**What is asked**
The records below are to be quoted in full; please keep every word exact.
----------------
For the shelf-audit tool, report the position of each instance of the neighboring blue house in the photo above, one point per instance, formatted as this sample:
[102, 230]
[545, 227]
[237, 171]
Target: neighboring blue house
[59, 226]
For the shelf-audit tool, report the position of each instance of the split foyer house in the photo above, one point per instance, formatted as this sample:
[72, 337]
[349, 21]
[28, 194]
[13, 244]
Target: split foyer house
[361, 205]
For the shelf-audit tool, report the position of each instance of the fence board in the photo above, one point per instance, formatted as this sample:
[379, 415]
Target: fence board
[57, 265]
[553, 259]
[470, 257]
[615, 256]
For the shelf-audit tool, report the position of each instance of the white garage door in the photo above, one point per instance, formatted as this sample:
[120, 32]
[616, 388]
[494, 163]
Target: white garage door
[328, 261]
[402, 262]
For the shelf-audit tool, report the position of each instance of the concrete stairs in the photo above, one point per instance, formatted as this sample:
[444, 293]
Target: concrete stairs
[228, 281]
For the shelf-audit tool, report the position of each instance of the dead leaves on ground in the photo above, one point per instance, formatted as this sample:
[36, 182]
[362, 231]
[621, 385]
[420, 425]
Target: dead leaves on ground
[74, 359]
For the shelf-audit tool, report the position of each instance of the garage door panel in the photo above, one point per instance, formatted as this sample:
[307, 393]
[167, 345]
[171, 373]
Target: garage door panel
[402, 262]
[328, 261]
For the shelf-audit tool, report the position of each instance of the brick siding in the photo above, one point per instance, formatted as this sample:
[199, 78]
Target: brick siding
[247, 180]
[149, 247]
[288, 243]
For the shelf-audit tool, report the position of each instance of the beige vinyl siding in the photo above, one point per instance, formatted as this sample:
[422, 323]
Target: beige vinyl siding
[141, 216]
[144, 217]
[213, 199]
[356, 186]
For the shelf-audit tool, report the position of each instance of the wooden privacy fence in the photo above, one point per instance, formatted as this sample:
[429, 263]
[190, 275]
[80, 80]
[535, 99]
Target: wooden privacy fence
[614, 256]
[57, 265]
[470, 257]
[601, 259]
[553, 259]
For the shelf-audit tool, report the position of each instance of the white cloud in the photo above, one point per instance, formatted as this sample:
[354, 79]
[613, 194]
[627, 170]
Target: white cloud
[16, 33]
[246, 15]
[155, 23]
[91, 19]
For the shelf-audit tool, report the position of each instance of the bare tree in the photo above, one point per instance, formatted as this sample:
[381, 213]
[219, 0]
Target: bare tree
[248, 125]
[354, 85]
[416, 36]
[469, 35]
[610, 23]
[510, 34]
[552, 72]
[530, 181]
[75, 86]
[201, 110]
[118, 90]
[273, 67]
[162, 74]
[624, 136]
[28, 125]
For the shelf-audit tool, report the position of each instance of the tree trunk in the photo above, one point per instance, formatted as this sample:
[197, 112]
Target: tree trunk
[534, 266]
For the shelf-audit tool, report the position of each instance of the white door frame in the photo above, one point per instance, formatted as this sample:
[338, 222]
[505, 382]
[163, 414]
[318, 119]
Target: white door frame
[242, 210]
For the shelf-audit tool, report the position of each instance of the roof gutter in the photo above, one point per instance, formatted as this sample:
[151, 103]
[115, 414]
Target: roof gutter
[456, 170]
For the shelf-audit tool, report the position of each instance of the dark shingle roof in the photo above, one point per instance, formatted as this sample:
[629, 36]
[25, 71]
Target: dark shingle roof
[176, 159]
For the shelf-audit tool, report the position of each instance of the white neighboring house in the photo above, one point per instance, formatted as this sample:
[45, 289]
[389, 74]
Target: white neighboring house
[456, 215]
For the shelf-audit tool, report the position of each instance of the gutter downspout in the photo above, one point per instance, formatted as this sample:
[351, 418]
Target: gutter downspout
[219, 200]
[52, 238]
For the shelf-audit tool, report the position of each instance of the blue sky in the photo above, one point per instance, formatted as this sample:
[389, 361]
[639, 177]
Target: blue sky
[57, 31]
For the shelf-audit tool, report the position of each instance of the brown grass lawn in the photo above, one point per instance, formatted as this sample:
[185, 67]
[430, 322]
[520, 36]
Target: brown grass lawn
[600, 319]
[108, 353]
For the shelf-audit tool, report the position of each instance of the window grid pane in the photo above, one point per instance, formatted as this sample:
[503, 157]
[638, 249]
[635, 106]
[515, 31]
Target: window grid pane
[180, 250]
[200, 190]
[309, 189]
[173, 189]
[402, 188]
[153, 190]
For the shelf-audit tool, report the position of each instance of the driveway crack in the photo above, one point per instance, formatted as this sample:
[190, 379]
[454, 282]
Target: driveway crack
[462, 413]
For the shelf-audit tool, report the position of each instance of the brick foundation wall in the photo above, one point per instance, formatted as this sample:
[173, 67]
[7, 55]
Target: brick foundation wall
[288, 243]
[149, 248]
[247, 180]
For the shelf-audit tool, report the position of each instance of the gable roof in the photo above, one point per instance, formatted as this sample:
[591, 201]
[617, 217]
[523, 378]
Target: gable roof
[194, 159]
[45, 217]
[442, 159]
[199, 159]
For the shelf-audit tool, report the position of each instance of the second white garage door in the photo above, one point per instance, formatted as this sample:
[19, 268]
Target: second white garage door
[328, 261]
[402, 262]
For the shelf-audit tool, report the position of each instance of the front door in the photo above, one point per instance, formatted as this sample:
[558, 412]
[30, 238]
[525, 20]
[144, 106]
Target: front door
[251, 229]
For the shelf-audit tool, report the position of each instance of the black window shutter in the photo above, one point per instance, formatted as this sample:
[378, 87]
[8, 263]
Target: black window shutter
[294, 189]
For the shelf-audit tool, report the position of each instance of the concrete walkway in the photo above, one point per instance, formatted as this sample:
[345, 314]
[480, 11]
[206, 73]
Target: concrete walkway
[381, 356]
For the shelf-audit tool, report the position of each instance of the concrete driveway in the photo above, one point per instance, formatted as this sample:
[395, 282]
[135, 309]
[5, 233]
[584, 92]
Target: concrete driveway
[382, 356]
----------------
**Written response**
For the shelf-audit tool, report the position of each instance of the neighboring blue house in the photo above, one point per instance, formatted as this sample:
[102, 230]
[545, 227]
[237, 171]
Target: neighboring blue house
[59, 226]
For the shelf-audit tool, report the position of each instance of the split foyer house in the photo above, one point per instance, formatted as this sample:
[72, 337]
[349, 21]
[28, 194]
[13, 244]
Target: split foyer house
[361, 205]
For the shelf-audit tool, report the position of each instance of the fence board in the photo above, one point per instance, formatted as this sample:
[379, 415]
Target: fence board
[57, 265]
[553, 259]
[470, 257]
[615, 256]
For the shelf-audit tool, report the position of each instance of the white garage door in the photo above, one point per instance, formatted as this sample:
[120, 32]
[616, 388]
[494, 163]
Target: white garage door
[328, 261]
[402, 262]
For the shelf-audit tool, report the position of each instance of the concrete stairs in the photo above, one point per instance, formatted as this sample:
[444, 293]
Target: concrete stairs
[228, 281]
For the shelf-audit tool, report the position of each instance of the dead leaves on ground in the photo above, one point per instance, formatted as this sample:
[36, 182]
[362, 231]
[621, 385]
[420, 425]
Target: dead leaves on ground
[74, 359]
For the shelf-audit tool, report the position of each instance of the garage door panel in the photo above, one point per instance, formatted as this sample:
[307, 393]
[167, 345]
[171, 373]
Target: garage door panel
[402, 262]
[328, 261]
For the shelf-audit tool, report the position of each instance of the brick siding in the photo above, one point per instance, formatted as this sample:
[199, 78]
Target: brick siding
[247, 180]
[149, 247]
[288, 243]
For the shelf-audit tool, report the position of each instance of the beige vinyl siding in the photo above, one point per instance, formatted as this sample:
[422, 323]
Target: beige vinyl siding
[141, 216]
[144, 217]
[213, 199]
[356, 186]
For the shelf-audit tool, report the position of each instance of the wooden privacy fence in the photo above, one point per instance, formatted as this sample:
[429, 263]
[190, 275]
[80, 80]
[535, 99]
Target: wooden privacy fence
[614, 256]
[57, 265]
[470, 257]
[601, 259]
[553, 259]
For the shelf-audit tool, report the position of each instance of the white cloud in the photo above, one point per instance, formatted as this sample:
[354, 79]
[613, 194]
[627, 170]
Target: white cloud
[16, 33]
[246, 15]
[155, 23]
[91, 19]
For the shelf-audit tool, report the position of each instance of the bare tree in the photo above, one point per instance, formatted as this sample:
[381, 213]
[219, 0]
Target: bare tree
[248, 125]
[354, 85]
[416, 36]
[469, 35]
[610, 23]
[510, 34]
[552, 72]
[530, 181]
[75, 86]
[201, 110]
[118, 90]
[273, 67]
[162, 74]
[624, 136]
[28, 125]
For the shelf-audit tool, report the position of each instance of the tree trunk in the photo above, one point per instance, formatted as this sample:
[197, 112]
Target: tree trunk
[534, 266]
For the shelf-audit tool, report the position of each instance of the white door frame in the photo above, one point per instance, formatted as this sample:
[338, 222]
[505, 382]
[163, 414]
[318, 119]
Target: white door frame
[242, 210]
For the shelf-audit tool, report the position of each instance of the roof gutter in the photo above, one point per instance, formatted as this sample:
[151, 103]
[115, 414]
Target: roof gutter
[456, 170]
For the shelf-audit tool, report the position of each instance of the dark shingle roof in the photo above, one point per instance, formatted as this sample:
[629, 36]
[25, 71]
Target: dark shingle roof
[176, 159]
For the shelf-audit tool, report the position of each instance of the white neighboring house in the photo above, one point per instance, formatted as this sample:
[45, 289]
[389, 74]
Target: white neighboring house
[456, 215]
For the shelf-audit tool, report the position of each instance of the gutter downspout in the photo above, one point per instance, formatted as this sample:
[351, 418]
Target: gutter downspout
[219, 200]
[52, 238]
For the shelf-audit tool, report the position of each instance of the blue sky in the photo above, one point per instance, formatted as this sample:
[389, 361]
[639, 177]
Target: blue sky
[57, 31]
For the shelf-audit tool, report the position of each instance of the brown grass lawn in the photo above, one point per instance, formatted as this sample:
[185, 67]
[430, 322]
[520, 36]
Target: brown grass lawn
[600, 319]
[108, 353]
For the shelf-audit tool, report the position of each instance of the window grid pane in the photo above, one point per instance, formatted as this sample:
[503, 157]
[638, 249]
[635, 106]
[515, 31]
Target: window grid pane
[180, 250]
[200, 190]
[309, 189]
[173, 189]
[402, 188]
[153, 190]
For the shelf-audit tool, report the position of each instance of the driveway crack in the photo above, one point per instance, formatted as this sample:
[190, 379]
[454, 282]
Target: driveway crack
[462, 413]
For the shelf-audit tool, report the position of each instance of the brick foundation wall in the photo above, one point per instance, formatted as this sample:
[173, 67]
[7, 55]
Target: brick foundation wall
[288, 243]
[149, 248]
[247, 180]
For the shelf-audit tool, report the position of each instance of the gable roof in the photo above, one point per instance, formatted as this sample:
[591, 201]
[617, 217]
[523, 378]
Target: gable roof
[194, 159]
[45, 217]
[442, 159]
[199, 159]
For the shelf-audit tool, report the position of each instance of the second white garage door in the photo above, one point per instance, formatted as this sample:
[19, 268]
Target: second white garage door
[328, 261]
[402, 262]
For the shelf-audit tool, report the position of each instance of the front door in the photo above, one point per instance, formatted as this sample:
[558, 412]
[30, 238]
[525, 20]
[144, 106]
Target: front door
[251, 229]
For the shelf-audit tool, report the position of each instance of the black window shutter in the photo above, one point per instance, formatted as this sample:
[378, 87]
[8, 263]
Target: black window shutter
[294, 189]
For the shelf-audit tool, report the position of each instance of the concrete walkway in the photo above, one point per instance, formatted as this sample:
[345, 314]
[480, 11]
[206, 73]
Target: concrete walkway
[381, 356]
For the shelf-audit tool, report the position of each instance of the concrete driveway in the photo above, one point per instance, formatted as this sample:
[395, 282]
[135, 309]
[5, 233]
[584, 92]
Target: concrete driveway
[382, 356]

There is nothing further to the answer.